## SELECTED EXCERPT
########################################
The lies never seem to end about the current financial mess. But let’s get some things straight for the record. The government provided and in fact ordered Fannie Mae and Freddie Mac to loosen their investing standards. These Government Sponsored Entities were ordered to provide more liquidity and also to help ‘low income’ and ‘minority’ buyers. Money was thrown at poor people, standards were loosened, until borrowers were happily taking 103% financing. The government, in fact the Congressional committee run by Barney Frank tasked with overseeing the GSEs, said they were in “good financial condition.” They were not and they went bankrupt. Investors lost everything. The government lost nothing. Those who ran Fannie and Freddie were not brought to justice and neither were those who misled investors.

Those who invested with Bernie Madoff got what they deserved. They, along with other investors in pyramid schemes, are trying to make us feel sorry for them. There is nothing to feel sorry for. They invested in a great scheme. They made huge sums every year, some 10-14%. Then they lost it all. That is there problem. Those who invested with Madoff were corrupt. Some of them were directly corrupt. In one instance a board member of Yeshiva University was the head of a firm that invested its funds in Madoff. He received the money from the board he sat on, voting to send money to himself, and then funneled the money to Madoff. This conflict of interest has gone unnoticed. It was all ‘wink wink, nod, nod’. This behavior is the worst in corruption and shows the degree to which the Board of Yeshiva University did not carry out its fiduciary responsibilities or due diligence. But men like this are not be prosecuted. But don’t shed tears for them. Its hard not to shed tears for Elie Wiesel who also lost money along with his foundation. But no tears must be shed. This was the worst in slimy disgusting corruption. It surrounding being members of high society and entering a ‘secret society’ where people were invited to invest and ‘blacklisted’ from investing. People begged ‘to get in’.

Don’t believe the amounts people say were ‘lost’ in the Madoff scam. Since most of the winnings through Madoff were on paper the ‘loss’ was in fact mythical. When Hadassah college or other philanthropies claims they lost tens of millions this is inaccurate. What should be asked is how much they invested in the first place. That is what they lost. Don’t believe that Madoff represents the truth of the ‘financial Jews who ruin markets’ conspiracy. It was Jews who were the victims. It was Jews bilking Jews, using Jewish networks to do so. But for Jewish charities to scream that there is no money is also the height of chutzpah. There is money. The American Jewish World Service is giving hundreds of millions to starving Africans and Sri Lankans. It is practicing Tikkun Olam, the supposed duty of Jews to ‘fix the world’ and ‘save everyone’. Jews should wonder why their own charities won’t even give to Jewish causes but they shouldn’t that Madoff stole from them. They stole from themselves and corrupt investment advisors sitting on boards and running their own investment houses at the same time stole from them. Madoff was just the enabler of an already corrupt environment where everyone turned a blind eye to conflicts of interest and stupid nonsensical investment advice. When someone says there is a “safe high yield CD” and that you can get in through his fund, as Sandford another ponzi scheme operator did, ask the name of the CD and buy it yourself. It doesn’t exist.
########################################
## ENTRIES PROVIDED
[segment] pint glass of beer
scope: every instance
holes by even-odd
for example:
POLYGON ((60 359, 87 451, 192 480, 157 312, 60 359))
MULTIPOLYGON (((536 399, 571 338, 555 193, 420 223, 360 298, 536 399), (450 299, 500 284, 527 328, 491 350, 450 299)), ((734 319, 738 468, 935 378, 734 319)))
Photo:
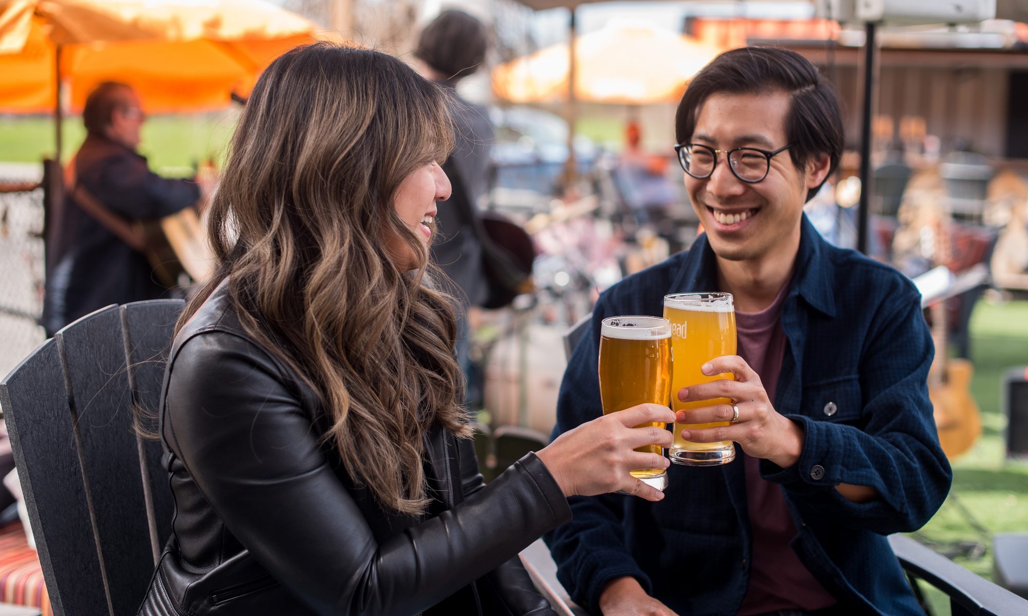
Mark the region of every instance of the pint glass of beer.
MULTIPOLYGON (((683 402, 678 390, 718 379, 734 379, 731 373, 705 376, 700 368, 714 357, 735 354, 735 307, 732 294, 684 293, 664 296, 664 318, 671 323, 671 355, 674 371, 671 379, 671 408, 675 412, 713 405, 731 405, 728 398, 683 402)), ((682 437, 688 428, 727 426, 727 422, 674 424, 671 462, 689 466, 725 464, 735 459, 735 445, 692 442, 682 437)))
MULTIPOLYGON (((603 415, 652 402, 667 405, 671 387, 671 326, 659 316, 604 318, 599 338, 599 397, 603 415)), ((648 423, 635 426, 660 426, 648 423)), ((659 445, 637 452, 663 455, 659 445)), ((667 487, 663 468, 633 470, 632 476, 658 490, 667 487)))

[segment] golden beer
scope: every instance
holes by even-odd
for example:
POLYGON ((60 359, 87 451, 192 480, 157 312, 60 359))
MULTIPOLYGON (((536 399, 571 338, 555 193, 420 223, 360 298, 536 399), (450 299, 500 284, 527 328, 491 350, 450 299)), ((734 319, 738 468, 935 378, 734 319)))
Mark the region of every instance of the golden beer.
MULTIPOLYGON (((700 368, 714 357, 735 354, 735 308, 732 295, 727 293, 688 293, 664 297, 664 318, 671 323, 671 356, 674 370, 671 378, 671 408, 698 409, 713 405, 731 405, 728 398, 683 402, 678 391, 683 387, 715 381, 734 380, 725 373, 705 376, 700 368)), ((674 444, 671 462, 691 466, 725 464, 735 459, 735 446, 730 440, 719 442, 692 442, 682 437, 688 428, 727 426, 728 422, 700 424, 674 424, 674 444)))
MULTIPOLYGON (((599 397, 603 415, 646 402, 667 405, 671 388, 671 328, 659 316, 613 316, 604 318, 599 338, 599 397)), ((635 426, 659 426, 648 423, 635 426)), ((659 445, 637 452, 663 455, 659 445)), ((632 476, 663 490, 663 468, 633 470, 632 476)))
########################################
## WRITTEN PROBLEM A
From the commentary on the financial crisis and the Madoff scam, extract the passage that starts with "The lies never" and goes on through "who misled investors.", copied word for word.
## WRITTEN PROBLEM B
Write what comes next in the commentary on the financial crisis and the Madoff scam, picking up after its last sentence.

## WRITTEN RESPONSE A
The lies never seem to end about the current financial mess. But let’s get some things straight for the record. The government provided and in fact ordered Fannie Mae and Freddie Mac to loosen their investing standards. These Government Sponsored Entities were ordered to provide more liquidity and also to help ‘low income’ and ‘minority’ buyers. Money was thrown at poor people, standards were loosened, until borrowers were happily taking 103% financing. The government, in fact the Congressional committee run by Barney Frank tasked with overseeing the GSEs, said they were in “good financial condition.” They were not and they went bankrupt. Investors lost everything. The government lost nothing. Those who ran Fannie and Freddie were not brought to justice and neither were those who misled investors.

## WRITTEN RESPONSE B
The radical populist complaints about bank bonuses and ‘how dare they use taxpayers money for this and that’ is full of hypocrisies. It is true that taxpayers money was used to bailout the banks. But people have a short memory. The government and Hank Paulson ordered the banks to take the money in order to inspire confidence. Paulson, a “muscular Christian” as the Economist described him, brought in the CEOs of the biggest banks and said “you are all taking money.” Banks such as Wells Fargo didn’t want the money but they were bended Paulson’s will. Paulson, a former Goldman Sachs executive, had allowed Lehman Brothers to die, perhaps out of old firm rivalry. But while Paulson did his best he also created this image that the taxpayers and the ‘average man’ now had the right to complain about every nickel and dime spent by U.S banks. It is true that the banks got a bailout but the bailout was to preserve the system. It is true that CEOs should have some modesty. Bonuses should be more modest. But to begin to tell the banks how to run themselves is not the right answer and to whip people up into a populist fervor against the ‘evil bankers’ is misguided and demagogic. Dragging the bankers back and forth to Washington, and to parliament in the UK, to yell at them and cajole them and make them seem little is playing a populist card, ironically by the same politicians who ordered Fannie and Freddie to liberalize funding rules that helped bring on the mess. The bankers are no saints but they don’t deserve the populist backlash. The American populist should look himself in the mirror, it is he who took the 100% mortgage and he second mortgage for 15% for ‘home improvements’. The realtor and the mortgage banker are more to blame, the local people who sold buyers a bill of goods. But the buyers are to blame as well. The populist should also blame his neighbors who are defaulting and who have stopped paying their mortgages in hopes that “the government” will bail them out, which is the latest government fix.

Obama’s newest demagoguery is against the “special interests” and “lobbyists”. What is he talking about. The $900 billion stimulus package was designed entirely to give lobbyists their payday. Let’s be honest. All that money is going to special interests, just the ‘right’ kind of special interests such as environmentalists and unions. And who are the people that believe that politics can work without a ‘special interest’ and a ‘lobbyist’? Where would the Democratic party be without gay rights groups and unions and abortion rights activists and Green Peace and all the other lobbyists and special interest groups? Is this is a joke? Politics is special interests. It’s not a hallowed ivory tower. Even the founding fathers served interests. Some were land owners. Some disliked paying taxes without being represented. They were, in the end, an American special interest in the British empire. Their interests were not taken care of and their lobbying fell on deaf ears and they rebelled. If that was the nature of politics in 1776 how can on expect it to not include these foundations of its existence today? The entire government is one giant special interest.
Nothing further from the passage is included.